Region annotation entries
--------------------------------------------------
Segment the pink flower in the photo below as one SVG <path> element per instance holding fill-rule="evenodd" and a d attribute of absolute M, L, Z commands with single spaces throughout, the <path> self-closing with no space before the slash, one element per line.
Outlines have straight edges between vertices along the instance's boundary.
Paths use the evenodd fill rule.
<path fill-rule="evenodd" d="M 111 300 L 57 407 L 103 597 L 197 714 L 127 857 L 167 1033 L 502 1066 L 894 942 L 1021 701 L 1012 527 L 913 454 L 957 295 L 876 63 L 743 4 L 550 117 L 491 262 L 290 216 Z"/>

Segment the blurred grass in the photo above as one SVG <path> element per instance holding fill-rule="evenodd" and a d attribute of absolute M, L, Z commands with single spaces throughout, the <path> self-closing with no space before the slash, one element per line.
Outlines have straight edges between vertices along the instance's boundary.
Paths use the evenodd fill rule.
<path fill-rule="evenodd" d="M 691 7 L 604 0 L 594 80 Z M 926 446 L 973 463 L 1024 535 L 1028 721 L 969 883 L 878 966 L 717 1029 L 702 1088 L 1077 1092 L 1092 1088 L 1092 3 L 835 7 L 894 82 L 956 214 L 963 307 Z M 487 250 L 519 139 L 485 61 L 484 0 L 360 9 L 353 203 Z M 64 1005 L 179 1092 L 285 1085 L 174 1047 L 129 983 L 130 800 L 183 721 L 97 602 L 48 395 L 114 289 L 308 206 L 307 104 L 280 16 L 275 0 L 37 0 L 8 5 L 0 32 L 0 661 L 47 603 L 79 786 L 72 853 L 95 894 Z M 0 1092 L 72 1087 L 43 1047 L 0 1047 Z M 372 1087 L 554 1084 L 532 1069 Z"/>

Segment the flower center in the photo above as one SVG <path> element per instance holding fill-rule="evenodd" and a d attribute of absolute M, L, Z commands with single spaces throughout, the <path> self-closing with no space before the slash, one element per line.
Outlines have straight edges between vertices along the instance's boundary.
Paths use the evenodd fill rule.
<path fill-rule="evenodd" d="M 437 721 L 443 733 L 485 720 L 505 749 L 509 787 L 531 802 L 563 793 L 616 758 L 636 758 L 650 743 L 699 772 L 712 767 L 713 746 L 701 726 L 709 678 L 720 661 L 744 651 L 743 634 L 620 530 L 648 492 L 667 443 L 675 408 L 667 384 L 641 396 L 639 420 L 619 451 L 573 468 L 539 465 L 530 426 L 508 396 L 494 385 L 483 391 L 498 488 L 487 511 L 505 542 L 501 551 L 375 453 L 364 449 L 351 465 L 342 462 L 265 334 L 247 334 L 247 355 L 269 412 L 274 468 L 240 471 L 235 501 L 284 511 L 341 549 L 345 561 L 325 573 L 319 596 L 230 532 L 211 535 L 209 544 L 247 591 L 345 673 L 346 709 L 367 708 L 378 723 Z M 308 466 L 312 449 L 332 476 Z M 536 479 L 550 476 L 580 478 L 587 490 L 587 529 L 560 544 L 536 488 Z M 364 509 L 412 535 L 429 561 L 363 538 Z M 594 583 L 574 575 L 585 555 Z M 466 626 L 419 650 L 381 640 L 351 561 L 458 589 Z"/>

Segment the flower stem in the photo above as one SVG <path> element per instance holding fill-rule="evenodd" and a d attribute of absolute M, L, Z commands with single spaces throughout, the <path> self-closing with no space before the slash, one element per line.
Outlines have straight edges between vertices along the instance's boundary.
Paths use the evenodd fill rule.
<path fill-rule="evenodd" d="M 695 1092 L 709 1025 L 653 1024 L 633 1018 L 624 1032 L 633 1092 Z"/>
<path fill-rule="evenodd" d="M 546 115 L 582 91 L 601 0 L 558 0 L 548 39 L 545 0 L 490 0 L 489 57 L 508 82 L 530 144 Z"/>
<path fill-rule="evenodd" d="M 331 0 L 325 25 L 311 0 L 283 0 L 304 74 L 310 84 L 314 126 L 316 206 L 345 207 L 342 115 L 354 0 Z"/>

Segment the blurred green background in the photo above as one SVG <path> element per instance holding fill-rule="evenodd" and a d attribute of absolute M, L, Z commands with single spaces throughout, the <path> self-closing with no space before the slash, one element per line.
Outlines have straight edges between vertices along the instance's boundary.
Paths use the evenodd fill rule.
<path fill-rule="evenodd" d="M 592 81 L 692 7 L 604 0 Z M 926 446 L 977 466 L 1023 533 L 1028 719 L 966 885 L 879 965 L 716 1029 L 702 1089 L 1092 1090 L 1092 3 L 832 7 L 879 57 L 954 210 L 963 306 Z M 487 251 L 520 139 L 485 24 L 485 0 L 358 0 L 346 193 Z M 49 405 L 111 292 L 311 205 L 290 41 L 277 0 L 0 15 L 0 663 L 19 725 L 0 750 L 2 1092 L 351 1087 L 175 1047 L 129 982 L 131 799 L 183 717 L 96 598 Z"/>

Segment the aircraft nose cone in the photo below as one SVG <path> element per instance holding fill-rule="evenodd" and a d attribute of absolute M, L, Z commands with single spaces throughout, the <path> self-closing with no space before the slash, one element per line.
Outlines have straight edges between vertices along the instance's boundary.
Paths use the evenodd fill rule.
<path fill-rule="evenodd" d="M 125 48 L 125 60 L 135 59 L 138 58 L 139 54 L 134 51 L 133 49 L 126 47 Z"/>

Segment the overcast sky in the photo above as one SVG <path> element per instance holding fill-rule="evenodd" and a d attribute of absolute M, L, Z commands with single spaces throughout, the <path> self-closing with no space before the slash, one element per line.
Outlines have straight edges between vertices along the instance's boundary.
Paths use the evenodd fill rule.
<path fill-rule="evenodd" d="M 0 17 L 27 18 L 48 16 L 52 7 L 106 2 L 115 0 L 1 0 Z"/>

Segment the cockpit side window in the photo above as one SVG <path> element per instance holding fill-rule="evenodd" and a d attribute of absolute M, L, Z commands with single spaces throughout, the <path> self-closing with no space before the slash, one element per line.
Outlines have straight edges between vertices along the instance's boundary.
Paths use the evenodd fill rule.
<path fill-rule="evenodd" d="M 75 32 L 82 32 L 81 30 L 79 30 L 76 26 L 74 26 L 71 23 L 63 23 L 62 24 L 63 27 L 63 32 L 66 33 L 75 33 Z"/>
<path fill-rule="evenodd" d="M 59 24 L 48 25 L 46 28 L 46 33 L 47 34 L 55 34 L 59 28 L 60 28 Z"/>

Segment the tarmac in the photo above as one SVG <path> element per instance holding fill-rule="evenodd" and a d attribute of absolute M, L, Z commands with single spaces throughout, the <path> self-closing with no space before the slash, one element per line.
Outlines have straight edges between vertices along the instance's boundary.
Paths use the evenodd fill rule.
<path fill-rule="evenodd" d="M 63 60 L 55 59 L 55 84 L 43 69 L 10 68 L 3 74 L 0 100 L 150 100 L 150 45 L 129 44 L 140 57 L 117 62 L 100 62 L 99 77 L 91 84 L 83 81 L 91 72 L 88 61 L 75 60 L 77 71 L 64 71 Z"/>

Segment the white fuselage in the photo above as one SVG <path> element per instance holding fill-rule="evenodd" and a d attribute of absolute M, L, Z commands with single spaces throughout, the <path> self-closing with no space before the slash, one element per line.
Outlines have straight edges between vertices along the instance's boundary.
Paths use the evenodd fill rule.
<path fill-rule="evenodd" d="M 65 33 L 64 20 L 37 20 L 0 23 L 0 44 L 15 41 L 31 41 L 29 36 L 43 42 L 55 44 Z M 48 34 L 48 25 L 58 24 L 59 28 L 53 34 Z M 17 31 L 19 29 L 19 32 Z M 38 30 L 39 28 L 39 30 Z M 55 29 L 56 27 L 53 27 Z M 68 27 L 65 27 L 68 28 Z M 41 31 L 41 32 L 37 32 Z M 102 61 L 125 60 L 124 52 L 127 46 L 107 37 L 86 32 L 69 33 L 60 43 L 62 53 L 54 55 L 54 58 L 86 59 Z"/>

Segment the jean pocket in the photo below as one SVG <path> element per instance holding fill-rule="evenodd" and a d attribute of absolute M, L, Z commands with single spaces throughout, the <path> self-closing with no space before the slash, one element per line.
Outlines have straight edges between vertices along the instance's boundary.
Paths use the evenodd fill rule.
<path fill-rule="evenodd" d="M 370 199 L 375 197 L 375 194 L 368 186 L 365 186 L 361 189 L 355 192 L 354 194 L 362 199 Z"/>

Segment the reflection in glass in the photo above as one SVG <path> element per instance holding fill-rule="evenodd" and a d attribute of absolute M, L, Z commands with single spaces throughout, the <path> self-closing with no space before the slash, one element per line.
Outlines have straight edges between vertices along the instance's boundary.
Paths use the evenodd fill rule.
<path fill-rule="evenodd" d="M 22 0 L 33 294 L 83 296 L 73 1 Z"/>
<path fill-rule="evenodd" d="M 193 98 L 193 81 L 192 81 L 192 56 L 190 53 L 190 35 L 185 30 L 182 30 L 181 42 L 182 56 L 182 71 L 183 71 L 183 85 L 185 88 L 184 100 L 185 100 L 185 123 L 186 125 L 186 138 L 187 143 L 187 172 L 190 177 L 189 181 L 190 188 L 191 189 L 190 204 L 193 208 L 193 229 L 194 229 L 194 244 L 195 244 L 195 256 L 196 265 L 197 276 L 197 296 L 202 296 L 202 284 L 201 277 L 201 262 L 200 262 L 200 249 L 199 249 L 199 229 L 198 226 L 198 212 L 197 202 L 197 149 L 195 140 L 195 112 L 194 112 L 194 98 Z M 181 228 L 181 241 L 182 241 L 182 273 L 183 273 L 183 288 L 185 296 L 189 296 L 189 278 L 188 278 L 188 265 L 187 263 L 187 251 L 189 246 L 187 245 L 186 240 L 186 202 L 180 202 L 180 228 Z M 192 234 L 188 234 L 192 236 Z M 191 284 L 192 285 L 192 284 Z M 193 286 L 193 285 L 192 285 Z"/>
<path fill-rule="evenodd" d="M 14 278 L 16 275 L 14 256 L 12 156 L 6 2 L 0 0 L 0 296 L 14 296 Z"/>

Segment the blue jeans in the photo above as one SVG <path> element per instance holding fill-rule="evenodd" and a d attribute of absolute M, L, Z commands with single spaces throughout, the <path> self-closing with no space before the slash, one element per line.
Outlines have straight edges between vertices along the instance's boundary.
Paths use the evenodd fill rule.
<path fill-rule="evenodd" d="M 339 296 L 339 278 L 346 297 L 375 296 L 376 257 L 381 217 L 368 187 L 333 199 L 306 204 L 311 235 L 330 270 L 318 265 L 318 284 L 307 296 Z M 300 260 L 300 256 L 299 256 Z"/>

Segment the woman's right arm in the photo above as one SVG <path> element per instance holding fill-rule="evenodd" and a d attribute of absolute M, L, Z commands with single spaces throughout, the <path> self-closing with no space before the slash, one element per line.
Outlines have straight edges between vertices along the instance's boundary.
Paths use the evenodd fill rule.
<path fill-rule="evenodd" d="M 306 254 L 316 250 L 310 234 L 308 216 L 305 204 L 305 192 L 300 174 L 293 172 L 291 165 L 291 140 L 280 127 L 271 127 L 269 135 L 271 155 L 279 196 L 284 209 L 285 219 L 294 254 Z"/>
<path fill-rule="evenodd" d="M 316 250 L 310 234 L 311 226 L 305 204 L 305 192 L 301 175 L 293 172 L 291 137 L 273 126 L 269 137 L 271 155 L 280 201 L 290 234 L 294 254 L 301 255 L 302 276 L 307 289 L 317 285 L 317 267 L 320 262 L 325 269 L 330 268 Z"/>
--------------------------------------------------
● **BRIEF**: Convert everything from the start of the rows down through the line containing "111 300 L 57" into a numbered list, omitting blank lines.

● **RESPONSE TO THIS TASK**:
1. Segment the pink flower in the photo below as one SVG <path> element per instance holding fill-rule="evenodd" and a d attribute of absolute M, L, Z commands with single spaces throughout, the <path> self-closing with no space before the slash, one element per line.
2. Outlines have straight edges between vertices along the instance's boundary.
3. Paths use the evenodd fill rule.
4. <path fill-rule="evenodd" d="M 111 300 L 57 407 L 103 597 L 197 714 L 127 857 L 167 1033 L 502 1066 L 894 942 L 1021 701 L 1012 527 L 913 454 L 957 295 L 876 63 L 743 4 L 550 117 L 491 262 L 290 216 Z"/>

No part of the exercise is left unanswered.